• TEXTO BASE
____________________
Sábado, 6 de maio de 2017
Paulo Victor Chagas - Repórter da Agência Brasil
O ex-diretor da Petrobras, Renato Duque, disse que o
ex-presidente Luiz Inácio Lula da Silva o procurou para saber se havia
alguma conta na Suíça em que tivesse recebido propinas pelo esquema de
corrupção investigado na Operação Lava Jato. De acordo com ele, devido
ao nível de informações sobre as operações negociadas entre a estatal e
outras empresas, ficou “claro” que Lula “tinha pleno conhecimento” e
“detinha o comando de tudo”.
Em
depoimento prestado nesta sexta-feira (5) ao juiz federal Sérgio Moro,
Duque contou que se reuniu três vezes com Lula após deixar a Diretoria
de Serviços da empresa, em 2012, e que durante as conversas o
ex-presidente o questionou sobre o andamento dos contratos da Petrobras
com estaleiros para a construção de navios-sonda. A preocupação de Lula,
segundo ele, era com os pagamentos feitos ao PT e com o possível rastro
financeiro em contas fora do país que poderia ser detectado pelas
investigações.
Réu em um dos processos da Lava Jato em Curitiba,
Renato Duque foi reinterrogado hoje após permanecer em silêncio na
audiência do dia 17 de abril. Ele próprio pediu para ser ouvido
novamente. Além de Duque, os ex-ministros Antonio Palocci, o
ex-presidente da Odebrecht, Marcelo Odebrecht, e o marqueteiro João
Santana são réus na mesma ação penal.
“No último encontro, em
2014, já com a Lava Jato em andamento, ele [Lula] me chama em São Paulo,
no hangar da TAM do Aeroporto de Congonhas, e me pergunta se eu tinha
uma conta na Suíça com recebimentos da SBM [empresa holandesa acusada de
pagar propina a funcionários da Petrobras] dizendo que a então
presidente Dilma [Rousseff] tinha recebido informação de que um
ex-diretor da Petrobras teria recebido dinheiro em uma conta na Suíça.
Eu falei: 'Não tenho, nunca recebi dinheiro da SBM'. Aí ele vira pra mim
e fala: 'E das sondas, tem alguma coisa?' E eu tinha, né? Mas eu falei:
'Não, também não tem'. Ele falou: 'Olha, presta atenção no que eu vou
te dizer. Se tiver alguma coisa, não pode ter, entendeu? Não pode ter
nada no teu nome, entendeu?' Eu entendi, mas o que eu ia fazer? Não
tinha mais o que fazer”, disse.
____________________
• MATERIAL FORNECIDO
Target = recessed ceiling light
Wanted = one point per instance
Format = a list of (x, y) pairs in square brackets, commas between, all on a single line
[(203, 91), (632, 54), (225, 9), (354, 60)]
____________________
• EXERCÍCIO PROPOSTO 1
Responda com base na reportagem sobre o depoimento de Duque:
(a) Em que ano Duque deixou a Diretoria de Serviços da Petrobras?
(b) Em que audiência Duque tinha ficado em silêncio?
(c) Onde aconteceu o último encontro entre Duque e Lula?
• EXERCÍCIO PROPOSTO 2
Diga se cada frase está de acordo com a reportagem sobre o depoimento de Duque e cite as palavras dela que decidem:
(a) Duque se encontrou com Lula três vezes depois de sair da Diretoria de Serviços.
(b) Foi o juiz quem pediu que Duque fosse ouvido de novo.
(c) Duque disse a Lula que tinha recebido dinheiro da SBM.
• EXERCÍCIO PROPOSTO 3
Continue a reportagem sobre o depoimento de Duque a partir do ponto em que ela termina.
A listagem é um material à parte, sem ligação com o texto.

• RESPOSTA CERTA 1
(a) Em 2012.
(b) Na audiência do dia 17 de abril.
(c) No hangar da TAM do Aeroporto de Congonhas, em São Paulo.

• RESPOSTA CERTA 2
(a) Sim: "Duque contou que se reuniu três vezes com Lula após deixar a Diretoria de Serviços da empresa, em 2012".
(b) Não: "Ele próprio pediu para ser ouvido novamente."
(c) Não: "Eu falei: 'Não tenho, nunca recebi dinheiro da SBM'."

• RESPOSTA CERTA 3
As informações referentes aos
encontros com Lula foram detalhadas em resposta à própria defesa de
Duque, depois que Sérgio Moro fez seus questionamentos. Segundo o
ex-diretor, a primeira das três reuniões ocorreu a pedido dele próprio,
para “agradecer pelo período” que passou na Petrobras. No depoimento,
Renato Duque conta que, embora funcionário de carreira, chegou à
Diretoria de Serviços da estatal, em janeiro de 2003, após negociações
que envolveram o então ministro da Casa Civil, José Dirceu, que também
foi condenado em processos da Lava Jato.
Institucionalizado
Segundo
o ex-diretor, o esquema de corrupção era “institucionalizado” e vinha
de gestões anteriores. Devido a isso, explicou, os partidos faziam
solicitações às empresas que fechavam contratos com a Petrobras e elas
repassavam os valores já como uma “consequência”. “Isso não era uma
obrigação”, disse.
Em diferentes trechos do depoimento, ele diz
que deseja esclarecer o que estiver a seu alcance e que quer pagar pelo
que fez. Renato Duque, que está em preso há mais de dois anos após
mandados expedidos por Sérgio Moro, relatou também ter três contas no
exterior cujo dinheiro, segundo ele, poderia ser repatriado pelos
investigadores para retornar a “quem de direito”. De acordo com ele,
pelo menos 20 milhões de euros (cerca de R$ 69,84 milhões) ainda estão
em sua posse no exterior.
Na Petrobras, Duque era o responsável
por repassar as vantagens indevidas ao PT. A partir de 2007, as
negociações passaram a ser feitas com João Vaccari Neto, ex-tesoureiro
do partido, segundo o ex-diretor, cumprindo determinação do próprio
Lula. “Fui chamado a Brasília pelo então ministro Paulo Bernardo, essa
pessoa falou: 'Você vai conhecer uma pessoa indicada pelo... e fazia um
movimento [com as mãos, na barba e no queixo]. O Lula era chamado como
Chefe, Grande Chefe, Nine ou esse movimento com a mão. A pessoa que está
sendo indicada, ela que vai ser agora quem vai atuar junto a empresas
que trabalham com a Petrobras. Foi quando conheci o Vaccari em 2007”,
disse.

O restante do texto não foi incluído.